RECORDS SHOWN:
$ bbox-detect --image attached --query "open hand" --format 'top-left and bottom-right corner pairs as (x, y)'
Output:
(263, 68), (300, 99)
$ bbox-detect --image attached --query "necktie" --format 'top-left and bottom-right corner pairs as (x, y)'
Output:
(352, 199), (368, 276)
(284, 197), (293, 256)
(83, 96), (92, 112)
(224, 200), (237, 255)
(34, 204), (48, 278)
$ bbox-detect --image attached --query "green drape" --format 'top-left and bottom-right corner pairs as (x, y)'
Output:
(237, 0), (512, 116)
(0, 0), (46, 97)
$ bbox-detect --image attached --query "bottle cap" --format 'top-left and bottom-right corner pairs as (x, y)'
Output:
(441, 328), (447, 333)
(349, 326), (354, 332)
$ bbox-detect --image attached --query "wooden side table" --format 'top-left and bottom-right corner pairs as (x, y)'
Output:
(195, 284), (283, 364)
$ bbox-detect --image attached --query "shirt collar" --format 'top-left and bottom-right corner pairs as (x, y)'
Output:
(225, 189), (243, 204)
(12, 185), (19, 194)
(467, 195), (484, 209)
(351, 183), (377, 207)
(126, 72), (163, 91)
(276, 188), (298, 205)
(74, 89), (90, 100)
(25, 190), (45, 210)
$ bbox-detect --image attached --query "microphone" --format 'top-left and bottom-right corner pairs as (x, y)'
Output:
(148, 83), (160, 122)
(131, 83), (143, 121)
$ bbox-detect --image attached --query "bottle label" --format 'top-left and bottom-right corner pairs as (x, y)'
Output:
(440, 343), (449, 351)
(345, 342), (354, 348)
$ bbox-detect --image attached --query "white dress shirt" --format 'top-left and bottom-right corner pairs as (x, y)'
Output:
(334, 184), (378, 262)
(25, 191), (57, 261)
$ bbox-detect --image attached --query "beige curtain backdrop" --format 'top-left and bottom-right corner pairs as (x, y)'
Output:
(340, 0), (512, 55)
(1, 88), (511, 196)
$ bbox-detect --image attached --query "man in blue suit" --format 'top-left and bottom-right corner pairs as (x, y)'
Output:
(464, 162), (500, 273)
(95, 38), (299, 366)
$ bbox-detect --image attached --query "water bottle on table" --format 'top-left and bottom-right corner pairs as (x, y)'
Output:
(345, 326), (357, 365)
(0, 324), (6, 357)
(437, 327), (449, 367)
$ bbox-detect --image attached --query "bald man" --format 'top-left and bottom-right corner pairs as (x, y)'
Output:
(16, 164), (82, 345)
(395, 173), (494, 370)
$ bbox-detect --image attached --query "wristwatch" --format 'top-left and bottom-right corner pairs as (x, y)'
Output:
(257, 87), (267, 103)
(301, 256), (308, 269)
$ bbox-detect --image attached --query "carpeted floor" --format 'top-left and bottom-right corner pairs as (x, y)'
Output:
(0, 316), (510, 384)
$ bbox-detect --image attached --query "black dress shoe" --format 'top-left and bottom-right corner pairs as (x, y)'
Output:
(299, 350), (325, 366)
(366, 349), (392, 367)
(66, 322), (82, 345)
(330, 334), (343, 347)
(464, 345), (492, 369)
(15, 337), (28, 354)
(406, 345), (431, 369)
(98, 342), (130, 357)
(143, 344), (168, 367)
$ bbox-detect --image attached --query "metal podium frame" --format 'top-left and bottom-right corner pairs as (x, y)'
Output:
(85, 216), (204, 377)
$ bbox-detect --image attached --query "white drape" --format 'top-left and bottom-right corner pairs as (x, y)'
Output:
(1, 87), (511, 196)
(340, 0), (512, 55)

YOUR TASK: Reproduce the full set of entries above exactly, without dropping a line.

RESPONSE AREA:
$ bbox-detect --image attached --query "open hand" --format 'top-left and bottom-right corner pairs as (x, y)'
Output:
(263, 68), (300, 99)
$ bbox-detect --image attached --query "necktie" --format 'top-left and bottom-right corner pairs as (x, y)'
Output:
(352, 199), (368, 276)
(284, 197), (293, 256)
(83, 96), (92, 112)
(224, 200), (237, 255)
(34, 204), (48, 278)
$ bbox-detect --image attached --query "green drape" --format 'top-left and bottom-right corner pairs as (x, y)'
Output:
(237, 0), (512, 116)
(0, 0), (46, 97)
$ bbox-detect --image attached --query "bottle cap" --format 'top-left and bottom-right corner pairs as (x, y)'
Output:
(441, 328), (447, 333)
(349, 326), (354, 332)
$ bbox-detect --image attached --query "wooden side table" --format 'top-left and bottom-right corner pairs as (x, y)'
Output:
(195, 284), (283, 364)
$ bbox-detect --image attached --query "shirt collar" --format 'top-left and bottom-right corner pairs as (x, y)'
Output:
(225, 189), (243, 204)
(12, 185), (19, 194)
(467, 195), (484, 209)
(351, 183), (377, 207)
(126, 72), (163, 91)
(276, 188), (298, 205)
(74, 89), (90, 100)
(25, 190), (45, 210)
$ bbox-detect --image attached --query "microphone" --format 'top-left and bottom-right corner pairs as (x, y)'
Output:
(148, 83), (160, 122)
(131, 83), (143, 121)
$ bbox-detect --image attached --query "bottle label" --format 'top-left and bottom-right corner pairs as (x, y)'
Output:
(440, 343), (449, 351)
(345, 342), (354, 348)
$ bbox-detect --image attached --query "white dress shirt" --format 'top-left and bottom-right corner pairs as (x, y)'
Output:
(334, 184), (378, 262)
(25, 191), (57, 261)
$ bbox-detect --image attached --query "beige curtain backdrop" --format 'top-left and bottom-right corner pairs as (x, y)'
Output:
(340, 0), (512, 55)
(1, 88), (511, 196)
$ bbox-detect --image attached --query "man in blue suit" --format 'top-left and bottom-right corner pairs as (x, y)'
Output:
(464, 162), (500, 273)
(95, 38), (299, 366)
$ bbox-detect --image attached --query "water bottle on table" --format 'top-left and bottom-right corner pairs as (x, y)'
Output:
(345, 326), (357, 365)
(0, 324), (6, 357)
(437, 327), (449, 367)
$ bbox-detect --image attached --query "bald man" --format 'top-left and bottom-right corner pairs as (x, y)'
Output:
(16, 164), (82, 345)
(395, 173), (494, 370)
$ bbox-detect --image attached --query "wristwatch" --format 'top-left and bottom-right corner pairs as (x, y)'
Output:
(257, 87), (267, 103)
(301, 256), (308, 269)
$ bbox-detect --image attached --query "carpeted floor" --format 'top-left and bottom-right corner pairs as (x, y)'
Output:
(0, 316), (510, 384)
$ bbox-detect --image attached --query "black dress shoe" --format 'top-left and bottom-right corner pairs as (x, y)'
Output:
(299, 350), (325, 366)
(366, 349), (392, 367)
(66, 322), (82, 345)
(330, 334), (343, 347)
(464, 345), (492, 369)
(15, 337), (28, 354)
(406, 345), (431, 369)
(98, 342), (130, 357)
(143, 344), (168, 367)
$ bbox-detect --image attached --query "metal podium frame" --format 'top-left and bottom-right corner pairs as (x, y)'
Output:
(85, 216), (204, 377)
$ bbox-detect --image attached --query "white drape" --format 'top-left and bottom-right corner pairs as (x, y)'
Output:
(1, 87), (511, 196)
(340, 0), (512, 55)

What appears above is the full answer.